• **TASK SET**:
**1)** Using the game column below, explain in one to three sentences why OSU lost despite its strong shooting numbers.
**2)** According to the game column below, how many second-half points did Michigan score, not counting the late trips to the foul line?
**3)** Pick up the game column below on Michigan's win over OSU, starting after its final sentence.

• **SUPPLIED TEXT**:
· · · · · · ·

The Oklahoman

GAME CHANGER

Michigan’s 3-point barrages ends OSU season

- Berry Tramel btramel@ oklahoman.com

INDIANAPOL­IS — Bryant Reeves sat about eight rows behind the OSU bench Friday at Bankers Life Fieldhouse. Big Country, the king of the low block, had to be wondering what had become of the game he played.

Up on the concourse of America’s grandest gymnasium, among the hundreds of cool artifacts celebratin­g Indiana’s love affair with hoops, rests a photo of Oscar Robertson, Larry Bird and John Wooden, taken at the arena’s 1999 grand opening. None of those basketball giants ever experience­d a game like this.

Even the winning coach was hard-pressed to believe what he had just witnessed.

“Give up 91 and win? I wouldn’t have thought that would happen,” said Michigan’s John Beilein.

But happen it did. The Wolverines beat OSU 92-91 in the NCAA Midwest Regional in a game that defied basketball wisdom.

The Cowboys shot 54.7 percent from the field; 43.8 percent from 3-point range.

They made their foul shots (14 of 16). They generally took care of the ball (10 turnovers) for such a fast-paced team. They scored 50 points in the paint and scored on 60 percent of their possession­s. They trailed by one point at halftime, then scored on 23 of their 33 second-half possession­s.

And OSU was sent home because basketball has changed.

In this basketball mecca, a city where Bird works and Oscar was born and real-life Milan High School won a 1954 Indiana state title so memorable it inspired “Hoosiers,” OSU and Michigan played a game that was hard to recognize.

The Wolverines made 16 of 29 3-point shots. After a slow start, Michigan made 15 of its last 22 from long range. Discountin­g five trips to the foul line late when OSU resorted to hacking to extend the game,

the Wolverines had 28 second-half possession­s and scored 45 points.

Michigan, a prestigiou­s academic school, has a basketball team that has mastered math. Three is better than two.

· · · · · · ·

• **INFORMATION SUPPLIED**:
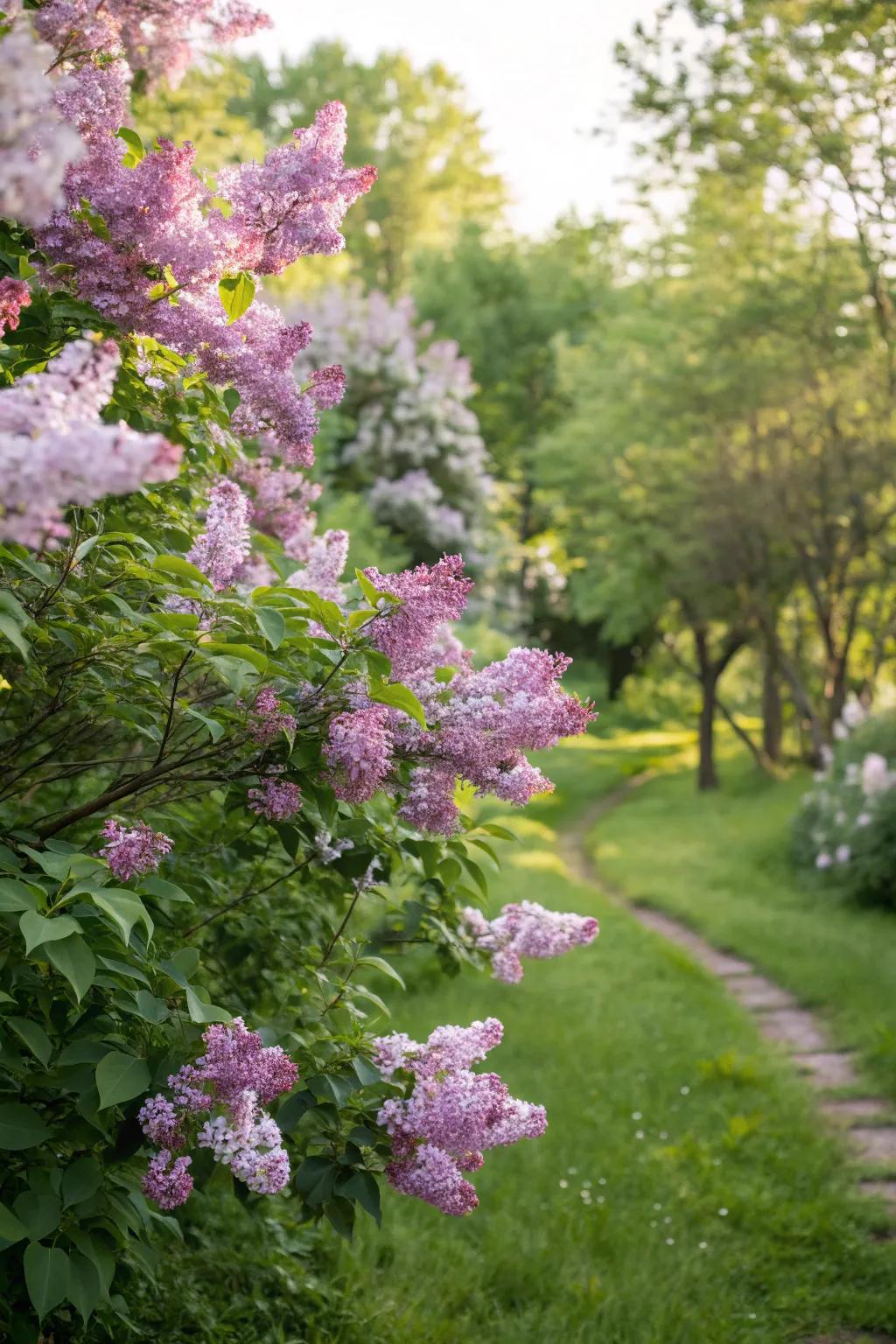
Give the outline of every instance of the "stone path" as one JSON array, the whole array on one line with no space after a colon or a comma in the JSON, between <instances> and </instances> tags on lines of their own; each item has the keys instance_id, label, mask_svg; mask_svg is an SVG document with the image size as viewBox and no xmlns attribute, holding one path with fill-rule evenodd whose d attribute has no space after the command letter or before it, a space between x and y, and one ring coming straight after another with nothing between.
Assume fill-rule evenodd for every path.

· · · · · · ·

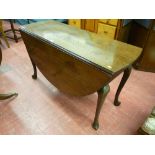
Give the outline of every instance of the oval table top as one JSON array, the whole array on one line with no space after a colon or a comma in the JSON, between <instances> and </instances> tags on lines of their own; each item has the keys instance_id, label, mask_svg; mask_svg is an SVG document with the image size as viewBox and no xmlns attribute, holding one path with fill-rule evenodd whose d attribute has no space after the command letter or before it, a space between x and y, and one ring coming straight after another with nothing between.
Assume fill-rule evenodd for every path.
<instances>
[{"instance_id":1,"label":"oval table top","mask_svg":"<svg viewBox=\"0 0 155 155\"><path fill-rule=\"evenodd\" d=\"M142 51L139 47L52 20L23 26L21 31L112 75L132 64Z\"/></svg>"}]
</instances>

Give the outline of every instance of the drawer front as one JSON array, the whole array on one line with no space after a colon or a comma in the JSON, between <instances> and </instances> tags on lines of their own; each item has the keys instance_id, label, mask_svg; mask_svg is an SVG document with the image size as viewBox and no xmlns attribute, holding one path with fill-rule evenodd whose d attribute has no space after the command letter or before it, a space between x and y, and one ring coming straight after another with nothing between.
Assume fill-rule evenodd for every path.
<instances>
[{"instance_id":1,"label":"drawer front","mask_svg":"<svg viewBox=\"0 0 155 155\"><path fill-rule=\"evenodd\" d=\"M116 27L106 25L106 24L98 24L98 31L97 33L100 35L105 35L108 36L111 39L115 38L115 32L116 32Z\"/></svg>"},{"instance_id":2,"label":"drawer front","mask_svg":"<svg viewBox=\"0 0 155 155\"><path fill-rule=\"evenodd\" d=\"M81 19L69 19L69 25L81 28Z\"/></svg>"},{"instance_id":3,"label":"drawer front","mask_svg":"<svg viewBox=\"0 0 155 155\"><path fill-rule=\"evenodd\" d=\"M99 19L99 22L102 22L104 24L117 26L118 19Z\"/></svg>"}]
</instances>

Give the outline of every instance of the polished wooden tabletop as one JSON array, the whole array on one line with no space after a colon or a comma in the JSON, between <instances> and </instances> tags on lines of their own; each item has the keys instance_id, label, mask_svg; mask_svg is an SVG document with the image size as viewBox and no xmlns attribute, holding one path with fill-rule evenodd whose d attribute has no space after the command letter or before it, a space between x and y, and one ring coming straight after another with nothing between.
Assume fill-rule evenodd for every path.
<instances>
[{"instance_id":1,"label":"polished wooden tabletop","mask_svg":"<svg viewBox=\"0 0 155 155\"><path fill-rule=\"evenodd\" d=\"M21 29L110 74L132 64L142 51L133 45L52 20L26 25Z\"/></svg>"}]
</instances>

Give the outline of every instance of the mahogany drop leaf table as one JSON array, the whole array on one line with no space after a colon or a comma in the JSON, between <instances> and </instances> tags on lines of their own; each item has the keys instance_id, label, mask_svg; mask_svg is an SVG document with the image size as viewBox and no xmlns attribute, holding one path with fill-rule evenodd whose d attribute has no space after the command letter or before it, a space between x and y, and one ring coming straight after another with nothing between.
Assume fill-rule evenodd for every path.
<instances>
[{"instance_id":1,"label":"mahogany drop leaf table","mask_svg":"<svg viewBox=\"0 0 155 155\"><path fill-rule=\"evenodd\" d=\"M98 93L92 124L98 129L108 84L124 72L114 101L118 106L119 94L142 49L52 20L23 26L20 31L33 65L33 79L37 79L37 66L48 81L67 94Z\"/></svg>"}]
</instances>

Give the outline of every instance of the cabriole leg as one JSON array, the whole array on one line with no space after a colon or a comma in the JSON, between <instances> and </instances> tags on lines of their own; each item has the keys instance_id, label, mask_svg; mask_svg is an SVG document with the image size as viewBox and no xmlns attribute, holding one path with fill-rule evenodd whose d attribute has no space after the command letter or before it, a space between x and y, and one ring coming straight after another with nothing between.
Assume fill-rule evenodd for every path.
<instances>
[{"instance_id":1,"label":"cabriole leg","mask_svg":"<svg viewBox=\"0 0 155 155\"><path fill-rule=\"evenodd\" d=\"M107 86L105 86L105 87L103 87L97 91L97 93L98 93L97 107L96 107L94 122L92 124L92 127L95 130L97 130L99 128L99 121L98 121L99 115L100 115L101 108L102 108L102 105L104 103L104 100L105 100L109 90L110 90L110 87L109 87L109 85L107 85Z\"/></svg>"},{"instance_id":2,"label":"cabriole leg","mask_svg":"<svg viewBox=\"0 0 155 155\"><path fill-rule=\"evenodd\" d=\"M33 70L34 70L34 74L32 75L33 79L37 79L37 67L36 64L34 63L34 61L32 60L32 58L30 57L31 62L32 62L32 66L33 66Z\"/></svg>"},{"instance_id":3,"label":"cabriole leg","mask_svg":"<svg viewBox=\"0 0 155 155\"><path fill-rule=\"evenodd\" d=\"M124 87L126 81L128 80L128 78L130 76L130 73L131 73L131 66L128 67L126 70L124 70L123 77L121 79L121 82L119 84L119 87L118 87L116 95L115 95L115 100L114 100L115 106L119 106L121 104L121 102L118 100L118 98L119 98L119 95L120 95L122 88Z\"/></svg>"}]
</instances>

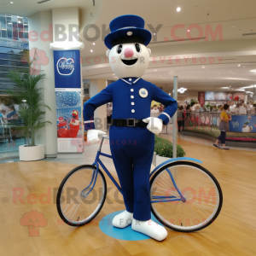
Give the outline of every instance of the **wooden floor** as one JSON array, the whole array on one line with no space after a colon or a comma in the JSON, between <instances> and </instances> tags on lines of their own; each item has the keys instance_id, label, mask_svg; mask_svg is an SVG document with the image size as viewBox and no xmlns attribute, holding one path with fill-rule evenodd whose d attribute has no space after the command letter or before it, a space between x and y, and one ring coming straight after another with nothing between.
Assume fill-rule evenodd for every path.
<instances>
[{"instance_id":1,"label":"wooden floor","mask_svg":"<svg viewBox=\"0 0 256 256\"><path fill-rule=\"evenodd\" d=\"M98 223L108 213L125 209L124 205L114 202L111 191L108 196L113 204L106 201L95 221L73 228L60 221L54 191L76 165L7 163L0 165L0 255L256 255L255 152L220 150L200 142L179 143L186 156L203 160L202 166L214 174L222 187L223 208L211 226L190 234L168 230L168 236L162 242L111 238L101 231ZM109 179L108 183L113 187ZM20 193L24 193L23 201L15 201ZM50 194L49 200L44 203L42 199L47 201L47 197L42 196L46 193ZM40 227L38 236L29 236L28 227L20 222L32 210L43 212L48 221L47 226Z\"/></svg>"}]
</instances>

· · · · · · ·

• **SOLVED TASKS**:
**1)** OSU shot well, made its foul shots, and scored on 60 percent of its possessions, but it was sent home because basketball has changed. Michigan made 16 of 29 3-point shots, including 15 of its last 22, and won 92-91 because three is better than two.

**2)** 45 points, on 28 second-half possessions.

**3)**
“The game’s changing,” Cowboy coach Brad Underwood said, without lament. “To their credit, when you make 3’s, you’ve got a great chance to win.”

Time we all accepted it. Just like those Big 12 football teams that go to Lubbock knowing that 50 points might not be enough to win, college basketball coaches are realizing that scoring is not enough anymore. It’s how you score. Even for a good 3-point shooting team on a good 3-point shooting night, you might always need more.

OSU got up 52-46 early in the second half, then Michigan scored 16 points on six possession­s. Derrick Walton Jr., Zak Irvin and Muhammad Ali Abdur-Rahkman made consecutiv­e 3-pointers, then Walton capped the spree with another trey that gave the Wolverines a 62-61 lead.

“It’s amazing how contagious shooting becomes,” Underwood said. “Somebody jumps up and makes one. Everybody else sees that goes in, takes the lid off.”

OSU had lost a sixpoint lead during a stretch in which it scored on four of five possession­s.

And here’s how you know the game is getting strange. Underwood was relatively pleased with OSU’s defense. He recalled a couple of mistakes that allowed Wolverine sharpshoot­er Duncan Robinson a couple of open looks, but basically, Michigan made a bunch of 3-pointers that were relatively contested.

“The game is evolving into that,” Underwood said. “I expected them to make shots. Not at that rate, I was hoping. You go 11 of 15 from the 3 (in the second half), that’s hard to do in a gym by yourself. And they hit some hard shots. Give them credit.”

Of course, Michigan doesn’t always shoot like this. But the Wolverines did make 39.2 percent of their Big Ten 3-pointers.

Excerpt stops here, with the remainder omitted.